(Aim of the task): In the listing below, find the line containing "Where can the blue logo". Write out that line and every line after it to the end, exactly and only those.

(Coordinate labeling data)
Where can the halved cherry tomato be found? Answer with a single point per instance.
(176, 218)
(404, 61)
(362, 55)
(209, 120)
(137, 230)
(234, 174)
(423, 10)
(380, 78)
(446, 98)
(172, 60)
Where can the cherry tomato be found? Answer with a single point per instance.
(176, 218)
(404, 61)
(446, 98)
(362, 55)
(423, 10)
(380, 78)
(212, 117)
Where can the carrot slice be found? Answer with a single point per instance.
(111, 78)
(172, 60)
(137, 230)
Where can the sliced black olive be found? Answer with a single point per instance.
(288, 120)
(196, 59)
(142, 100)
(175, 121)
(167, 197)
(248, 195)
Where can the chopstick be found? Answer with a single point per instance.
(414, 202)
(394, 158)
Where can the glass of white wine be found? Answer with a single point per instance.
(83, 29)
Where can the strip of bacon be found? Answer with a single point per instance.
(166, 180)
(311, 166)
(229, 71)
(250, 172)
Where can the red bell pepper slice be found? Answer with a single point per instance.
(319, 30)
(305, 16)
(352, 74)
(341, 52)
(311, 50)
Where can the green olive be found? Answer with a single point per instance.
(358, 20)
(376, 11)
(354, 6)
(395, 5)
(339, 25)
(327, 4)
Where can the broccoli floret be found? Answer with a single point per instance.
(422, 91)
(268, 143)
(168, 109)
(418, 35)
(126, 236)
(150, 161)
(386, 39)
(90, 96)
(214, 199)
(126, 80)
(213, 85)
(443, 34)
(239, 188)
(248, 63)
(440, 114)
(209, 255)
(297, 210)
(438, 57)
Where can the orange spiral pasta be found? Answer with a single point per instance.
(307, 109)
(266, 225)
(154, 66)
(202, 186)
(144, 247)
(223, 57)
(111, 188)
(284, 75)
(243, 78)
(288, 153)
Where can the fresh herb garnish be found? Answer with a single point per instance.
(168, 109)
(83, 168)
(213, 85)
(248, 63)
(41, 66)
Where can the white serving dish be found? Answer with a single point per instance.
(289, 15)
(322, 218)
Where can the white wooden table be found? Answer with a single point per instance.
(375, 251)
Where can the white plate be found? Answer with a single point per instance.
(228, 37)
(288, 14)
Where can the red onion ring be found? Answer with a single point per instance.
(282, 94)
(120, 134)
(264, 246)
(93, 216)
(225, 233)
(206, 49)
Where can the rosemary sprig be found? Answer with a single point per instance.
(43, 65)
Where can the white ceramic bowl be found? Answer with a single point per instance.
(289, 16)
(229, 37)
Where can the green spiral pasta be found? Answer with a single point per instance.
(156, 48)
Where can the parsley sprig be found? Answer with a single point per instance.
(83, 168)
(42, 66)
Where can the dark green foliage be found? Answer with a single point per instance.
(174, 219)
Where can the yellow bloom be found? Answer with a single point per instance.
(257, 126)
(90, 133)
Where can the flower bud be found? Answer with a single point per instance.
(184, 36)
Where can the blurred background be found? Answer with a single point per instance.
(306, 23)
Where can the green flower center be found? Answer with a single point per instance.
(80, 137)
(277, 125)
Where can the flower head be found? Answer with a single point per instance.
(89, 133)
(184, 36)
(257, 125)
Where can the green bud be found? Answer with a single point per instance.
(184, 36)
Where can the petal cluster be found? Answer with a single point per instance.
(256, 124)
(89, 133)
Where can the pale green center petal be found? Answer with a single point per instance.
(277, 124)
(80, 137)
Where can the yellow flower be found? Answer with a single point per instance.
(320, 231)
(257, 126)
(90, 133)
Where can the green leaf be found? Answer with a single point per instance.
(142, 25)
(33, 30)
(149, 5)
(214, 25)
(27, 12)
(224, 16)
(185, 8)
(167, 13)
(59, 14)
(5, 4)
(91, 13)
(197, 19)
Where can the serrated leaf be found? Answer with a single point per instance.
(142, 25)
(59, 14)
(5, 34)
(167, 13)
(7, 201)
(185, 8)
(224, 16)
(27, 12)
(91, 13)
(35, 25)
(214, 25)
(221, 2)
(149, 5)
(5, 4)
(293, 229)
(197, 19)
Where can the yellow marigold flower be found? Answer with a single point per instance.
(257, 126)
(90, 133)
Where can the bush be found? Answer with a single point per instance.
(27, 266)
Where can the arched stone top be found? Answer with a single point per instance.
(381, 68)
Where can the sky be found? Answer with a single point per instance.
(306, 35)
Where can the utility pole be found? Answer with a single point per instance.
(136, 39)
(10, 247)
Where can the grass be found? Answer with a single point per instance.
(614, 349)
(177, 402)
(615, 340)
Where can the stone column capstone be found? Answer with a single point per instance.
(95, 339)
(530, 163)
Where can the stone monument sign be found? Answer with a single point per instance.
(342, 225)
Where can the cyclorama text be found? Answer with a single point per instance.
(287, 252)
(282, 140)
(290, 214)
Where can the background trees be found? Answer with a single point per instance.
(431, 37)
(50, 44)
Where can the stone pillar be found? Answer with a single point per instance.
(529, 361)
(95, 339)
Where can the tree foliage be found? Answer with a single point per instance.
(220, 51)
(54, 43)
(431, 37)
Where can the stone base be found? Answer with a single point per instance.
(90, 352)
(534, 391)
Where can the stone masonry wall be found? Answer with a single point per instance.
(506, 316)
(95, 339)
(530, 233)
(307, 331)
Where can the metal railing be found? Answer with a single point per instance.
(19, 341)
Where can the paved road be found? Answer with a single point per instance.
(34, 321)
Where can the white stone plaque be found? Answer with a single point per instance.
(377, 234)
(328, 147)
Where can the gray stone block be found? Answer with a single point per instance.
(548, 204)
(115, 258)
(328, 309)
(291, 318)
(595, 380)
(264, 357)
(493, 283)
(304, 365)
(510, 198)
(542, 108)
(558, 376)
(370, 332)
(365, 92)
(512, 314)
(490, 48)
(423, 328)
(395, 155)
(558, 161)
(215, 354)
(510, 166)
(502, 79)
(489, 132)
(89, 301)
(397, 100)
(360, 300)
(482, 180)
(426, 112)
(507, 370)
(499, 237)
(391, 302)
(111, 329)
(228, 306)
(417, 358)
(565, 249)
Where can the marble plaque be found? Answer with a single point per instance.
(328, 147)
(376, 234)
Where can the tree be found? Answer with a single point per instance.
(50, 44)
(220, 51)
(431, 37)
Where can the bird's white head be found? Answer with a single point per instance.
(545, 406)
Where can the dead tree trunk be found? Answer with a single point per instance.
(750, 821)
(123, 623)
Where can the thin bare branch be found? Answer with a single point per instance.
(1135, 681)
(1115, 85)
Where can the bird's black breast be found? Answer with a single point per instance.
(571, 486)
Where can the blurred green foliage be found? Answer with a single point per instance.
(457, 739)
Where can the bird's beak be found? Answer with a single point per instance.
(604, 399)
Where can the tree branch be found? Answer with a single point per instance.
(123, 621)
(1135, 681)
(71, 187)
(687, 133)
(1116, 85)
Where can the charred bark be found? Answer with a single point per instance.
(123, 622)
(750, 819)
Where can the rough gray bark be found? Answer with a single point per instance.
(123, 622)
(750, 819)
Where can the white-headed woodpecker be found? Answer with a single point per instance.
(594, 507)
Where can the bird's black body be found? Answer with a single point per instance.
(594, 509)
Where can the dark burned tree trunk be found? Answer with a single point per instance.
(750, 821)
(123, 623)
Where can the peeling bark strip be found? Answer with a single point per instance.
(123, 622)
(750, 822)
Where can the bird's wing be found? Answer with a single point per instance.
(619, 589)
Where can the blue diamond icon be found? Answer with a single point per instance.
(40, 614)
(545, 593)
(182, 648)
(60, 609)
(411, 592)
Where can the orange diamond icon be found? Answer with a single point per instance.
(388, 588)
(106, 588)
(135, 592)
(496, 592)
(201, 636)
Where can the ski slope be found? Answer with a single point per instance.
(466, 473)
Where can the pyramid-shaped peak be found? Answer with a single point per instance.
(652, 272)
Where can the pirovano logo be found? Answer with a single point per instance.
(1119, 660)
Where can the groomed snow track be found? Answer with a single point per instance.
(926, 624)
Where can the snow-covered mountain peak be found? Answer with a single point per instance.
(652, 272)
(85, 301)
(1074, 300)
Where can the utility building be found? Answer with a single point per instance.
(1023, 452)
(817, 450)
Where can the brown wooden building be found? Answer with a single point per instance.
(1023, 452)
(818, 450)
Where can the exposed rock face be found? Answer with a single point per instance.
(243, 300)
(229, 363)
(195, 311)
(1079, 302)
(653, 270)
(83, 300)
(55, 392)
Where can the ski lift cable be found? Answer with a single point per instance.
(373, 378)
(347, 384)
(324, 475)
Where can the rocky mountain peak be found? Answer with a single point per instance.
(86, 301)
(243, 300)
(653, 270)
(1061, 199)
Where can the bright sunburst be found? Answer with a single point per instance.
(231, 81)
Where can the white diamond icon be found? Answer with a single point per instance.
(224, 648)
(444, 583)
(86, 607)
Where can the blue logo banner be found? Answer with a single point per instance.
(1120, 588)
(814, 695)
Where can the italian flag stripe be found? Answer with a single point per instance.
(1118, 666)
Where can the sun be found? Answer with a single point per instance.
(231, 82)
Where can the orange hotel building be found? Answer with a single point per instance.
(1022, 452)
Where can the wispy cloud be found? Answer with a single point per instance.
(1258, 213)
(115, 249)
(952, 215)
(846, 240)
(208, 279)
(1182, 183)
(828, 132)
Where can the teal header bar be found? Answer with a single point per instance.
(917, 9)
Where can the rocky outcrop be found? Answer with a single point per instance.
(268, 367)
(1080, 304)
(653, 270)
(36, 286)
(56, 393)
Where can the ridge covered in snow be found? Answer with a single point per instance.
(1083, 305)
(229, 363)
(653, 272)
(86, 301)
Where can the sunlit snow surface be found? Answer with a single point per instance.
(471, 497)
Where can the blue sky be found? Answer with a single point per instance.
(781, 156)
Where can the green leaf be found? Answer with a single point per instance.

(Final answer):
Where can the blue logo banner be found? Answer with a single point per instance.
(1120, 588)
(814, 695)
Where can the italian flag stripe be found? Answer with a single point per instance.
(1118, 666)
Where can the sun be found? Answer with a single point per instance.
(231, 82)
Where can the orange hotel building be found? Answer with a single point per instance.
(1022, 452)
Where can the wispy cloud be found? Answer with a single point per instance.
(1258, 213)
(115, 249)
(952, 215)
(846, 240)
(208, 279)
(1182, 183)
(828, 132)
Where can the teal header bar be found? Answer with a single point per instance.
(917, 9)
Where can the rocky outcrop be found? Answer with a single point per instance.
(268, 367)
(1080, 304)
(653, 270)
(36, 286)
(56, 393)
Where can the ridge covered in snow be found? Answer with a single point per instance.
(1083, 305)
(229, 363)
(653, 272)
(86, 301)
Where can the sunlit snow surface be found? Answer with a single point per instance.
(471, 497)
Where can the blue sky be found? Answer with a single point per instance.
(781, 156)
Where can the green leaf be found? Answer with a single point per instance.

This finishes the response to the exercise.